Records pointing to named objects
# # # # # # #
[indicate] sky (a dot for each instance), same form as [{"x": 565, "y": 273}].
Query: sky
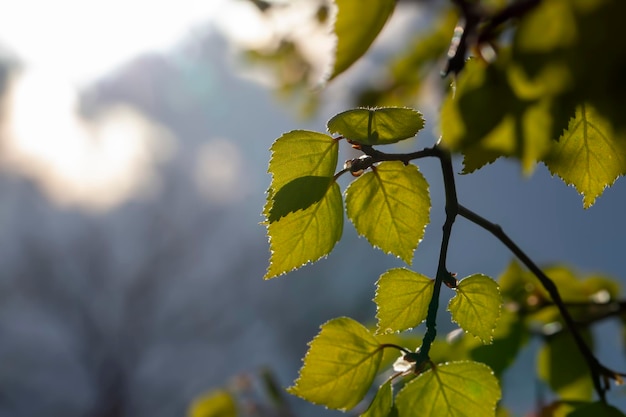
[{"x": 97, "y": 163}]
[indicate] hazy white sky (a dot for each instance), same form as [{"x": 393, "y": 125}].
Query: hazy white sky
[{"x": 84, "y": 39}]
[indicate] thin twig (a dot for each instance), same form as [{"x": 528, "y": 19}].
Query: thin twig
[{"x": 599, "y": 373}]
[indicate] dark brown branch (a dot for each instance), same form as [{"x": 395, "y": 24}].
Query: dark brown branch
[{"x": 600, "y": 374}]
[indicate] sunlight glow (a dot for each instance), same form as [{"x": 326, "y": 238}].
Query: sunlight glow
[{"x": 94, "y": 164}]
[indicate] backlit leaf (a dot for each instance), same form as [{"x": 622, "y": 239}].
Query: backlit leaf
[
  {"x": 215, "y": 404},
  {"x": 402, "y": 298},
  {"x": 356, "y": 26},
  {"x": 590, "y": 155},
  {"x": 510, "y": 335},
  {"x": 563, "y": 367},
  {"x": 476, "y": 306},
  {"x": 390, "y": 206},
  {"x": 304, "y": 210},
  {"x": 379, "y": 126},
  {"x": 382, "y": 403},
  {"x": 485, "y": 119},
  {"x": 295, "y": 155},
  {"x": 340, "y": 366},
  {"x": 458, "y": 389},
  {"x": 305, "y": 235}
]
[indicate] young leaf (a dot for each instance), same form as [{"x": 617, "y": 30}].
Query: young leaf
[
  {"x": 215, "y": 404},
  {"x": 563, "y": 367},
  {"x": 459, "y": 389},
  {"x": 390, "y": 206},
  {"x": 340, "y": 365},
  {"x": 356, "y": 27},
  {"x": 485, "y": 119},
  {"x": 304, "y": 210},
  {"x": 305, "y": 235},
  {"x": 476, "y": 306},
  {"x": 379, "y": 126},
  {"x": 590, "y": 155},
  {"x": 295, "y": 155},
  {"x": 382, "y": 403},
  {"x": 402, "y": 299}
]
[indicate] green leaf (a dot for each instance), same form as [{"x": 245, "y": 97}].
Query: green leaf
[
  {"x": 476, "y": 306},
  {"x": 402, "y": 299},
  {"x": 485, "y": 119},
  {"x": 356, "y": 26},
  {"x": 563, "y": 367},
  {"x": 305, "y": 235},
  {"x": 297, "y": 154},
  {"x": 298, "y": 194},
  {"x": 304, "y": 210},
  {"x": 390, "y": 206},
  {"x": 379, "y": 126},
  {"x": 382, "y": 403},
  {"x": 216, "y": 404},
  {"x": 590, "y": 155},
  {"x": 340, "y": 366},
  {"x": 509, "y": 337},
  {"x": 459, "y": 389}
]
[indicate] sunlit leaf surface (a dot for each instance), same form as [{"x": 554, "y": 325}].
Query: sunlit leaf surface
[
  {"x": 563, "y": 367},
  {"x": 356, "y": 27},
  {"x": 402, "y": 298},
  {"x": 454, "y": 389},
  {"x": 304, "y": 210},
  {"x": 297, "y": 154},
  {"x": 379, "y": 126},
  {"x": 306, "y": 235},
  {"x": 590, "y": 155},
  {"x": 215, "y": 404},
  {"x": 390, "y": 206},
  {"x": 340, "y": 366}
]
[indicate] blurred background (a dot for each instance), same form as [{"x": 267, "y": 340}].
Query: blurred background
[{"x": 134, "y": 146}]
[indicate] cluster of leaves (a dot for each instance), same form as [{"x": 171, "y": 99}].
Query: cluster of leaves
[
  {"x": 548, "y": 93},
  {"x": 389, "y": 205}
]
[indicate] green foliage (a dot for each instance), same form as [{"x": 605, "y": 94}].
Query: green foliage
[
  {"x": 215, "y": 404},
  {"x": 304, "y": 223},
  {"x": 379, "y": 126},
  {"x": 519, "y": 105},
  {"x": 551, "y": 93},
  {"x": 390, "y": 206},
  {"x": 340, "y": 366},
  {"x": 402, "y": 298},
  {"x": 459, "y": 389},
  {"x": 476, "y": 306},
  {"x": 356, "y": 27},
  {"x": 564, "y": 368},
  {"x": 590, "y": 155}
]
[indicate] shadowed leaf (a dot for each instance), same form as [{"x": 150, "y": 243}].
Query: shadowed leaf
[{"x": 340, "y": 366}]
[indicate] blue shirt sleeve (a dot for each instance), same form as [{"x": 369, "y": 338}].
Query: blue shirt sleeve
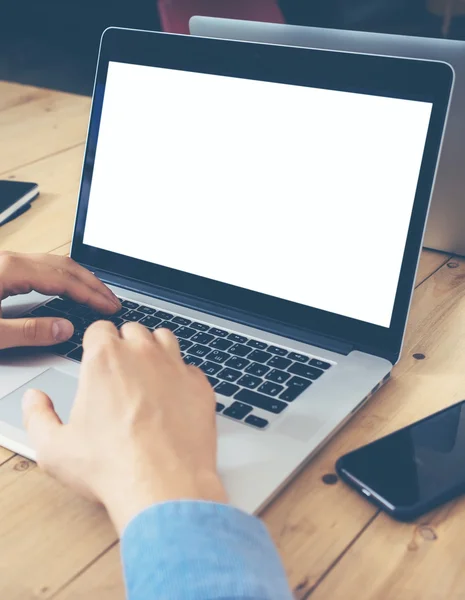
# # # # # # #
Copy out this listing line for line without changing anything, and leave out the pictures.

▸ **Task response**:
[indicate] sky (a dot for each instance), same form as [{"x": 565, "y": 273}].
Query: sky
[{"x": 97, "y": 163}]
[indicate] hazy white sky (a dot for each instance), same form as [{"x": 393, "y": 125}].
Query: hazy white sky
[{"x": 84, "y": 39}]
[indicate] thin twig (a dot for each instance), same form as [{"x": 528, "y": 19}].
Query: thin twig
[{"x": 599, "y": 373}]
[indicate] dark brown branch (a dot for each instance), same form as [{"x": 395, "y": 24}].
Query: dark brown branch
[{"x": 600, "y": 374}]
[indicate] sunlight glow (a dot for each instance), same form as [{"x": 326, "y": 238}].
Query: sunlight glow
[{"x": 94, "y": 164}]
[indicate] backlit leaf (a dot for each instance), same form as [{"x": 622, "y": 239}].
Query: backlit leaf
[
  {"x": 215, "y": 404},
  {"x": 402, "y": 298},
  {"x": 356, "y": 26},
  {"x": 590, "y": 155},
  {"x": 510, "y": 335},
  {"x": 563, "y": 367},
  {"x": 476, "y": 306},
  {"x": 390, "y": 206},
  {"x": 304, "y": 210},
  {"x": 379, "y": 126},
  {"x": 382, "y": 403},
  {"x": 485, "y": 119},
  {"x": 295, "y": 155},
  {"x": 340, "y": 366},
  {"x": 458, "y": 389},
  {"x": 305, "y": 235}
]
[indicate] young leaf (a dot for each instance), same form as [{"x": 617, "y": 30}].
Query: young leaf
[
  {"x": 215, "y": 404},
  {"x": 563, "y": 367},
  {"x": 459, "y": 389},
  {"x": 390, "y": 206},
  {"x": 340, "y": 365},
  {"x": 356, "y": 27},
  {"x": 485, "y": 119},
  {"x": 304, "y": 210},
  {"x": 305, "y": 235},
  {"x": 476, "y": 306},
  {"x": 379, "y": 126},
  {"x": 590, "y": 155},
  {"x": 295, "y": 155},
  {"x": 382, "y": 403},
  {"x": 402, "y": 299}
]
[indicate] green leaf (a dot for each instance), same form as [{"x": 245, "y": 97}].
Query: green leaf
[
  {"x": 476, "y": 306},
  {"x": 402, "y": 299},
  {"x": 485, "y": 119},
  {"x": 356, "y": 26},
  {"x": 563, "y": 367},
  {"x": 305, "y": 235},
  {"x": 297, "y": 154},
  {"x": 298, "y": 194},
  {"x": 304, "y": 210},
  {"x": 390, "y": 206},
  {"x": 379, "y": 126},
  {"x": 382, "y": 403},
  {"x": 216, "y": 404},
  {"x": 590, "y": 155},
  {"x": 340, "y": 366},
  {"x": 509, "y": 337},
  {"x": 459, "y": 389}
]
[indicate] sunlit leaf surface (a dot for each instance), same form as [{"x": 554, "y": 325}].
Query: sunlit leaf surface
[
  {"x": 563, "y": 367},
  {"x": 356, "y": 27},
  {"x": 402, "y": 298},
  {"x": 454, "y": 389},
  {"x": 304, "y": 210},
  {"x": 297, "y": 154},
  {"x": 379, "y": 126},
  {"x": 306, "y": 235},
  {"x": 590, "y": 155},
  {"x": 215, "y": 404},
  {"x": 390, "y": 206},
  {"x": 340, "y": 366}
]
[indicate] blurred background (a dot for each instance), same form as [{"x": 267, "y": 340}].
Query: blurred background
[{"x": 134, "y": 146}]
[indicate] cluster of leaves (a dot for each instance), same form as [{"x": 171, "y": 99}].
Query: cluster of leaves
[
  {"x": 548, "y": 93},
  {"x": 389, "y": 205}
]
[indicate] green foliage (a dot for each instance), same form as [{"x": 605, "y": 94}].
Query: green foliage
[
  {"x": 215, "y": 404},
  {"x": 304, "y": 223},
  {"x": 379, "y": 126},
  {"x": 519, "y": 105},
  {"x": 551, "y": 93},
  {"x": 390, "y": 206},
  {"x": 340, "y": 366},
  {"x": 402, "y": 298},
  {"x": 459, "y": 389},
  {"x": 476, "y": 306},
  {"x": 356, "y": 27},
  {"x": 564, "y": 368},
  {"x": 590, "y": 155}
]
[indicate] shadowed leaf (a dot for each instance), same form as [{"x": 150, "y": 243}].
Query: shadowed leaf
[{"x": 340, "y": 366}]
[indicate] blue shirt sleeve (a dot for each instance), same form as [{"x": 369, "y": 338}].
Query: blue shirt sleeve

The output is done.